__What to do__
Show, from the records below, all lines that contain the word "elderly".

__Information supplied__
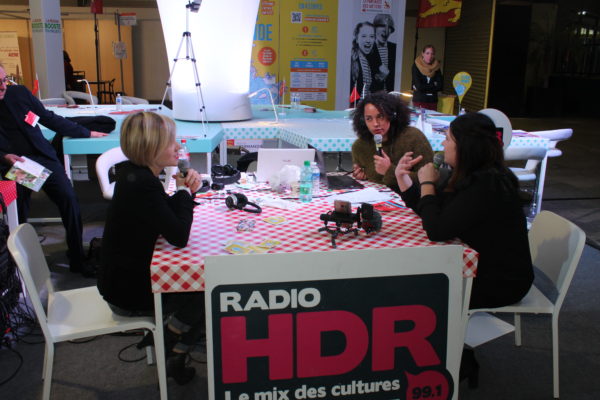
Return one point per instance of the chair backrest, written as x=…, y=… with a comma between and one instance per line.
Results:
x=134, y=100
x=556, y=245
x=54, y=101
x=71, y=95
x=524, y=153
x=25, y=248
x=103, y=165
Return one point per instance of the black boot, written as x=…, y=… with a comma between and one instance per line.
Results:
x=469, y=368
x=177, y=370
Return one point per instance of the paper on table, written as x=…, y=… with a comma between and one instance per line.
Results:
x=368, y=195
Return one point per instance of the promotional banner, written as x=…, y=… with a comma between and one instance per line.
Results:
x=308, y=47
x=436, y=13
x=318, y=326
x=10, y=56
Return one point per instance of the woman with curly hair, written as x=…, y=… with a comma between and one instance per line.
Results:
x=385, y=115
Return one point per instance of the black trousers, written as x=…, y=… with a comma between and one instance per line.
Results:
x=60, y=190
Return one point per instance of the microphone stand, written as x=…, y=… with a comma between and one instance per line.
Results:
x=272, y=102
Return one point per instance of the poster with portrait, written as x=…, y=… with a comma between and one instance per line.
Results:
x=373, y=49
x=320, y=325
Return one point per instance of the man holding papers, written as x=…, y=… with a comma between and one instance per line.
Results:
x=20, y=135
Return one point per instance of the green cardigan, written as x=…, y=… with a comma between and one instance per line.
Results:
x=410, y=139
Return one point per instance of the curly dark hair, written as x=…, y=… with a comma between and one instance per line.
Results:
x=391, y=106
x=477, y=148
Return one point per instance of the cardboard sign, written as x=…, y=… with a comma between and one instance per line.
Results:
x=335, y=325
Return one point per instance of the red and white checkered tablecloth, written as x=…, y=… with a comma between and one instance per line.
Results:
x=180, y=269
x=9, y=191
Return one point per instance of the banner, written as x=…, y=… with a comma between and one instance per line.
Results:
x=336, y=325
x=438, y=13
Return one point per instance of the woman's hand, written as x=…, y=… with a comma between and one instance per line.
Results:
x=358, y=172
x=382, y=163
x=192, y=180
x=404, y=168
x=428, y=172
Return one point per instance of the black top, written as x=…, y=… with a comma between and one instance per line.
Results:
x=139, y=212
x=19, y=101
x=18, y=143
x=425, y=89
x=486, y=214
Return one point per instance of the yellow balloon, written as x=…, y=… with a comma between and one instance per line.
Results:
x=461, y=82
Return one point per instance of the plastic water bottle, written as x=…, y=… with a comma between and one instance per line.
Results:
x=183, y=155
x=119, y=102
x=316, y=174
x=306, y=183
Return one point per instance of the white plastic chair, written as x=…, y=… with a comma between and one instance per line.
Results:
x=109, y=159
x=71, y=314
x=71, y=95
x=556, y=246
x=54, y=101
x=134, y=100
x=536, y=174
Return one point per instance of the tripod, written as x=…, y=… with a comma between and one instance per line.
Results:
x=190, y=56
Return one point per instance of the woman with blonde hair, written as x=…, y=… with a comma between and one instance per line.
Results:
x=139, y=212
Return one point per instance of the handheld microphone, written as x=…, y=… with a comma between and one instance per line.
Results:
x=438, y=159
x=378, y=140
x=183, y=164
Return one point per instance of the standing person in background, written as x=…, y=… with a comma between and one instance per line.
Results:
x=19, y=138
x=364, y=62
x=384, y=27
x=385, y=115
x=427, y=79
x=139, y=212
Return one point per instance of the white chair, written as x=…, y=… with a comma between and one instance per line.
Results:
x=71, y=314
x=556, y=246
x=134, y=100
x=537, y=174
x=71, y=95
x=54, y=101
x=108, y=160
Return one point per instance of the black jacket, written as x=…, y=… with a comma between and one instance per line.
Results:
x=20, y=101
x=487, y=215
x=425, y=91
x=139, y=212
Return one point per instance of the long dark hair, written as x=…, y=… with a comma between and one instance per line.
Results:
x=390, y=106
x=478, y=149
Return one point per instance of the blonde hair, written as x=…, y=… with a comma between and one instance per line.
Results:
x=144, y=135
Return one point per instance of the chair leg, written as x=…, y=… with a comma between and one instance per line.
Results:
x=48, y=364
x=517, y=329
x=555, y=376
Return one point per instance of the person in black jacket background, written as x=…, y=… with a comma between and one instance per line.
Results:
x=427, y=79
x=19, y=138
x=478, y=204
x=139, y=212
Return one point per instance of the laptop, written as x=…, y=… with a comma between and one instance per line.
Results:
x=270, y=161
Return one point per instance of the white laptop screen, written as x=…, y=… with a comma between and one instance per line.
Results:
x=270, y=161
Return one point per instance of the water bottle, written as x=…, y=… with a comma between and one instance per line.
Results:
x=306, y=183
x=316, y=174
x=183, y=156
x=119, y=102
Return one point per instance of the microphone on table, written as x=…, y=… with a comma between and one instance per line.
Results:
x=183, y=164
x=378, y=140
x=438, y=159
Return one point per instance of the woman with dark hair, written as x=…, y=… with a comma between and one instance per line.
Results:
x=385, y=115
x=427, y=79
x=478, y=204
x=364, y=62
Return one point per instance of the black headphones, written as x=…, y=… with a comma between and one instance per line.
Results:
x=224, y=174
x=238, y=201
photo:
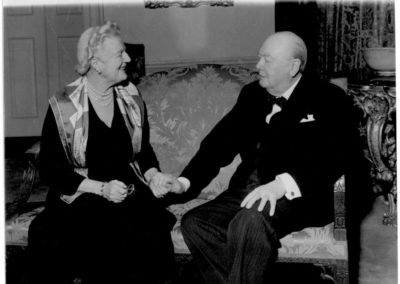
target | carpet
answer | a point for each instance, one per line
(283, 273)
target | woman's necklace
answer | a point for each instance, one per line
(100, 98)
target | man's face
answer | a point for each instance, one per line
(113, 60)
(274, 65)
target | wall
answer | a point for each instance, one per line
(176, 36)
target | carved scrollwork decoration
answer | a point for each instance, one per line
(379, 106)
(154, 4)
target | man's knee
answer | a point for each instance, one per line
(251, 222)
(190, 222)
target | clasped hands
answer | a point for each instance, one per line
(160, 184)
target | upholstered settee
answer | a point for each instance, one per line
(183, 105)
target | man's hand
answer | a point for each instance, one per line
(160, 184)
(178, 187)
(271, 192)
(115, 191)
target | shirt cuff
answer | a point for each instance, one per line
(150, 173)
(185, 182)
(292, 189)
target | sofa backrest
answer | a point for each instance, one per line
(183, 105)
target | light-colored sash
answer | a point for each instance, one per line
(71, 112)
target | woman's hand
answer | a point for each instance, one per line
(115, 191)
(160, 184)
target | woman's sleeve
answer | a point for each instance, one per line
(147, 159)
(54, 168)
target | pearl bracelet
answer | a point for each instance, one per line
(103, 184)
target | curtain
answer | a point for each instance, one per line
(346, 27)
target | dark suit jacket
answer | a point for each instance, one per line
(315, 153)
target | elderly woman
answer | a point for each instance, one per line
(102, 220)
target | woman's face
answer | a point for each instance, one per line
(112, 60)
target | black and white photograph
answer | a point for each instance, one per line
(199, 142)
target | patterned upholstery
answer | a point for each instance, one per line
(183, 105)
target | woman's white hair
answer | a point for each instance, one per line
(90, 41)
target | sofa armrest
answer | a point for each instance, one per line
(339, 226)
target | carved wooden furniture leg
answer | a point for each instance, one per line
(379, 105)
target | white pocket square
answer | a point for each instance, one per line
(309, 118)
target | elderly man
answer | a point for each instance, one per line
(296, 136)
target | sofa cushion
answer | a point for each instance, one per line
(183, 105)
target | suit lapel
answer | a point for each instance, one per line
(297, 107)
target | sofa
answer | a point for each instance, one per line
(184, 103)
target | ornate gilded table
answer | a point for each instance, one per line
(378, 102)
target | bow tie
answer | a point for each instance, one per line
(280, 101)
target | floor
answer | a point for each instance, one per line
(378, 263)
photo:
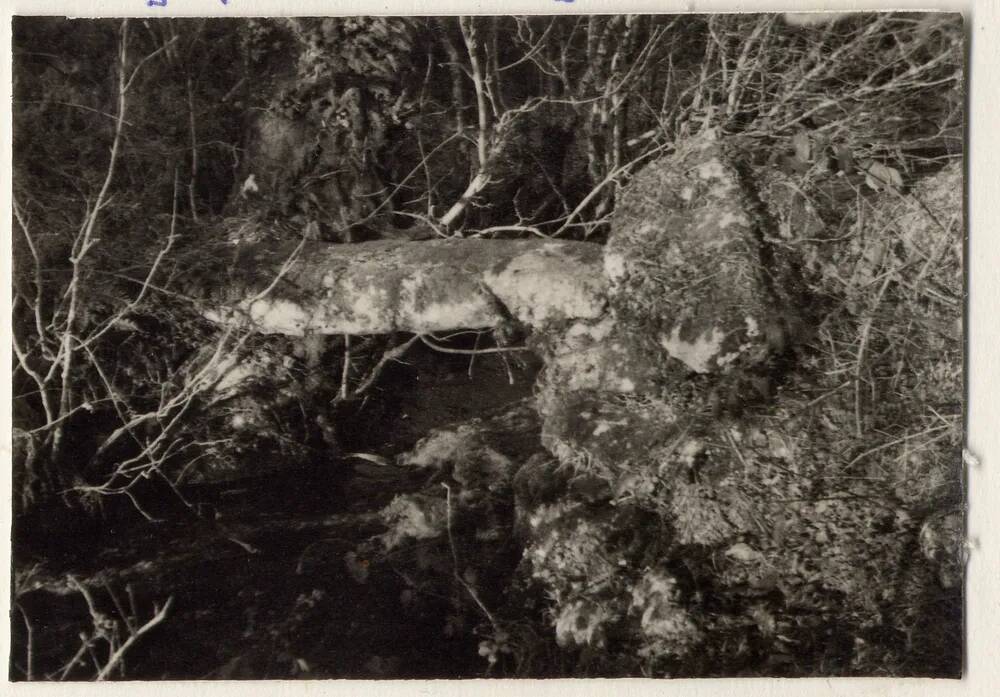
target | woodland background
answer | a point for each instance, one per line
(149, 156)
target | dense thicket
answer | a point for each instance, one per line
(151, 156)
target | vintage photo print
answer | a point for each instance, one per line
(513, 346)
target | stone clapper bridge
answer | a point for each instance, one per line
(687, 285)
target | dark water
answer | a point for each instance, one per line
(292, 609)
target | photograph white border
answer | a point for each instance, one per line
(982, 667)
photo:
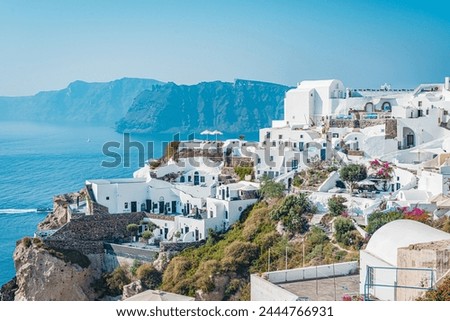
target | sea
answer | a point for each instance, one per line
(39, 160)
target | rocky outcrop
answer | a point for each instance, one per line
(7, 291)
(240, 107)
(45, 274)
(132, 289)
(60, 214)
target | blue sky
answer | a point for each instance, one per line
(47, 44)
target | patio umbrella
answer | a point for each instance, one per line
(216, 132)
(206, 132)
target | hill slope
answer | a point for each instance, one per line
(239, 107)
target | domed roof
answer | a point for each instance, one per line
(401, 233)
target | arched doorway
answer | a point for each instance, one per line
(408, 138)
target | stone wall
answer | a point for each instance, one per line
(88, 233)
(147, 255)
(433, 255)
(178, 246)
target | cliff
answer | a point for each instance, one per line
(46, 274)
(81, 102)
(239, 107)
(60, 215)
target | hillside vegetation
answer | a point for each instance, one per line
(220, 270)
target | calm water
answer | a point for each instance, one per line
(38, 161)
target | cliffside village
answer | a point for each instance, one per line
(194, 190)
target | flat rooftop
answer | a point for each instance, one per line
(326, 289)
(115, 181)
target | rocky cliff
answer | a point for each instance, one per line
(60, 215)
(46, 274)
(239, 107)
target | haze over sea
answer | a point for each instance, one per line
(38, 161)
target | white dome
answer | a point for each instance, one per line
(401, 233)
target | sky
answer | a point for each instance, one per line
(46, 44)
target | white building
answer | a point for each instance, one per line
(399, 262)
(184, 209)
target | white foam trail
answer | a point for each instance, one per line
(18, 210)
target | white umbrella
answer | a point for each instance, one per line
(206, 132)
(216, 132)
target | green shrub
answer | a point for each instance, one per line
(242, 171)
(26, 241)
(336, 205)
(116, 280)
(150, 277)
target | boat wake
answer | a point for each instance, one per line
(18, 210)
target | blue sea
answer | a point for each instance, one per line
(38, 161)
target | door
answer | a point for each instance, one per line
(133, 207)
(196, 178)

__Answer to this exercise__
target | elderly woman
target | elderly man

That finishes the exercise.